* [Requirement] Where does the string "moss" appear in the records? Copy each line that holds it.

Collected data
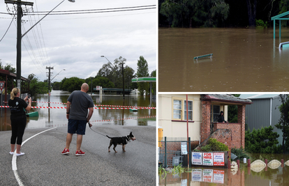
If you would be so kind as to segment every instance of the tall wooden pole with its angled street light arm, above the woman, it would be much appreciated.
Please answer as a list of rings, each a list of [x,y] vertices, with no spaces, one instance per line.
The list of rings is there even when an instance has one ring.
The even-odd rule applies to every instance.
[[[64,1],[65,0],[61,1],[61,3],[63,3]],[[73,3],[75,2],[75,0],[68,0],[68,1],[73,2]],[[48,14],[50,14],[61,3],[59,3],[57,6],[55,6],[55,8],[53,8],[49,13],[47,13],[38,22],[36,22],[36,24],[34,24],[23,35],[21,33],[21,17],[22,17],[22,8],[21,8],[21,6],[22,6],[22,4],[33,6],[33,3],[26,2],[26,1],[21,1],[21,0],[17,0],[17,1],[5,0],[5,3],[17,3],[17,45],[16,45],[16,47],[17,47],[17,56],[16,56],[17,78],[16,79],[17,79],[17,87],[21,91],[21,40],[22,40],[22,37],[25,36],[27,34],[27,32],[29,32],[34,26],[36,26],[36,24],[38,24],[41,20],[43,20],[44,17],[46,17]]]

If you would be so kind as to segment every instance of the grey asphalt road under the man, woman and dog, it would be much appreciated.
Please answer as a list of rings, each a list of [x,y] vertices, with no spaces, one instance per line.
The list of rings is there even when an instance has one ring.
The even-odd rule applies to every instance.
[[[24,139],[43,132],[29,129]],[[133,132],[136,137],[126,146],[126,153],[108,153],[110,139],[87,127],[82,141],[84,156],[75,156],[76,135],[70,155],[61,155],[66,144],[67,127],[57,127],[29,139],[17,157],[17,174],[23,185],[156,185],[156,127],[94,125],[93,130],[110,137]],[[10,131],[0,132],[1,185],[19,185],[12,169]]]

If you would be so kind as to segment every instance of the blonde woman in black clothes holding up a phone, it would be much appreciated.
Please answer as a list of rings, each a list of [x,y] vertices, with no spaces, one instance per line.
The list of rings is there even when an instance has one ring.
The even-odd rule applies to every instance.
[[[10,140],[11,151],[10,155],[14,154],[15,143],[17,139],[16,146],[16,155],[24,155],[24,153],[20,152],[22,137],[24,134],[24,130],[26,127],[26,113],[25,110],[30,111],[31,109],[31,98],[28,99],[28,95],[22,100],[19,98],[20,90],[19,88],[13,88],[10,93],[10,100],[8,101],[8,105],[11,111],[11,130],[12,136]],[[29,100],[29,104],[26,103],[27,99]]]

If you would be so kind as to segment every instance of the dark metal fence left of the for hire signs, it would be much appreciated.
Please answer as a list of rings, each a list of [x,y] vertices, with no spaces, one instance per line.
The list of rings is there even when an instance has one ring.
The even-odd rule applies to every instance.
[[[181,153],[181,143],[186,144],[187,154]],[[173,167],[191,166],[191,138],[168,138],[158,139],[158,166]]]

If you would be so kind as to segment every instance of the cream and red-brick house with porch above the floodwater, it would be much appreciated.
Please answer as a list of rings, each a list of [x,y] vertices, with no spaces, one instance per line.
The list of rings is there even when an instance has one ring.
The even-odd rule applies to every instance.
[[[205,145],[210,137],[229,149],[244,147],[246,104],[252,104],[251,100],[233,95],[188,95],[188,137],[192,148]],[[218,123],[220,111],[228,120],[228,105],[237,105],[238,122]],[[186,95],[159,94],[158,108],[158,125],[163,127],[163,137],[186,137]]]

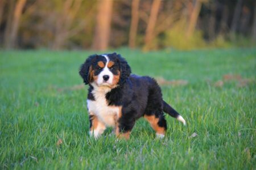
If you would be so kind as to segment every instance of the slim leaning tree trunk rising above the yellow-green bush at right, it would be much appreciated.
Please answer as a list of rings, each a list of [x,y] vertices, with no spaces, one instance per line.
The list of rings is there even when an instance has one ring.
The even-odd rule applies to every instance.
[[[196,0],[191,17],[189,19],[189,24],[188,24],[187,34],[186,34],[187,37],[191,37],[193,32],[195,31],[201,6],[202,6],[201,0]]]

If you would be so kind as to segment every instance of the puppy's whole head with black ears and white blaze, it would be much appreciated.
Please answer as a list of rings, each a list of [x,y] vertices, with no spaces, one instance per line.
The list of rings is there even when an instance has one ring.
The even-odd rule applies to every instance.
[[[126,82],[131,69],[120,54],[94,54],[81,65],[79,74],[85,84],[113,88]]]

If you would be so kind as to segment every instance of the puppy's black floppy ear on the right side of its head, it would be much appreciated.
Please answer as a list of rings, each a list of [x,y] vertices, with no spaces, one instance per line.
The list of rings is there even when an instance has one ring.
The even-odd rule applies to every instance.
[[[113,55],[116,55],[118,57],[119,63],[120,63],[120,79],[118,84],[123,84],[126,82],[126,79],[131,74],[131,67],[128,65],[125,58],[123,58],[120,54],[113,53]]]

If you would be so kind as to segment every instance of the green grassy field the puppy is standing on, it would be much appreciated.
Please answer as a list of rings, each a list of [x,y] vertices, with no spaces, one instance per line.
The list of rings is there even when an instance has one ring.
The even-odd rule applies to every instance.
[[[78,70],[93,52],[0,51],[0,169],[256,169],[256,49],[116,51],[175,80],[163,97],[187,126],[167,116],[158,139],[141,119],[129,141],[90,138]]]

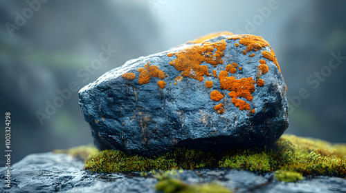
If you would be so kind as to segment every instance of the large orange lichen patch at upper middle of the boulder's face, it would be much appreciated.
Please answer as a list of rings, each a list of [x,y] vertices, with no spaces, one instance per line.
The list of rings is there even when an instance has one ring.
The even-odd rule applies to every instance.
[[[215,54],[212,52],[215,51]],[[183,77],[189,77],[203,81],[203,75],[210,76],[208,67],[201,65],[203,61],[210,63],[215,67],[218,64],[224,63],[221,57],[224,56],[224,50],[226,48],[226,41],[221,40],[215,43],[205,43],[203,45],[192,45],[184,50],[174,53],[176,59],[170,61],[170,65],[173,65],[176,70],[182,71]]]

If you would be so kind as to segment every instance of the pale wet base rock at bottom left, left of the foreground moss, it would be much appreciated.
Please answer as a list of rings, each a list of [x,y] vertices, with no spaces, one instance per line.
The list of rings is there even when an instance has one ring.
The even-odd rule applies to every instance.
[[[6,168],[0,169],[1,182]],[[30,154],[12,165],[11,188],[0,192],[155,192],[156,179],[136,172],[98,174],[84,171],[84,163],[66,154]]]

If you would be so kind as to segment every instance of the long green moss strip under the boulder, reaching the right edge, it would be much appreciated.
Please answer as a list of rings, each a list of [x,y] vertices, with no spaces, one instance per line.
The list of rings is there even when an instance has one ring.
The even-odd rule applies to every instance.
[[[185,170],[199,167],[230,167],[238,170],[299,172],[304,176],[346,176],[346,145],[333,145],[318,139],[283,135],[265,148],[237,149],[225,152],[176,149],[154,159],[105,150],[86,159],[85,169],[94,172],[131,172]]]

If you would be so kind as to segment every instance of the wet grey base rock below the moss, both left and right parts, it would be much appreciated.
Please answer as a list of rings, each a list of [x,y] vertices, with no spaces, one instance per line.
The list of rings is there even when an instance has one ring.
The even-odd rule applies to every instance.
[[[6,168],[0,168],[0,180]],[[155,192],[158,182],[152,175],[138,172],[98,174],[83,170],[82,161],[66,154],[30,154],[12,165],[12,187],[0,192]],[[217,181],[235,192],[346,192],[346,179],[320,176],[296,183],[278,182],[273,174],[255,174],[226,169],[184,170],[184,183]]]

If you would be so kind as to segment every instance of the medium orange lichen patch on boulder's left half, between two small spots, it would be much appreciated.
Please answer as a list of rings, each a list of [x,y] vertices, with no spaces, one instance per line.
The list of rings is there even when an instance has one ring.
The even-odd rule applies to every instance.
[[[144,65],[144,68],[139,68],[138,72],[140,72],[138,78],[138,83],[140,85],[149,83],[152,77],[160,78],[161,80],[167,77],[165,72],[158,70],[156,65],[150,65],[149,62]]]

* [Exercise response]
If you would be so kind as to segment every instance of the pale wet base rock at bottom left, left of the foreground moss, it would be much appreciated.
If you would be so kind as to segment every instance of the long green moss strip under the boulder, reaching the right edge, it would be much appreciated.
If you would be so kind as to segment every instance of the wet grey base rock below the moss, both left and right parts, it would be much appreciated.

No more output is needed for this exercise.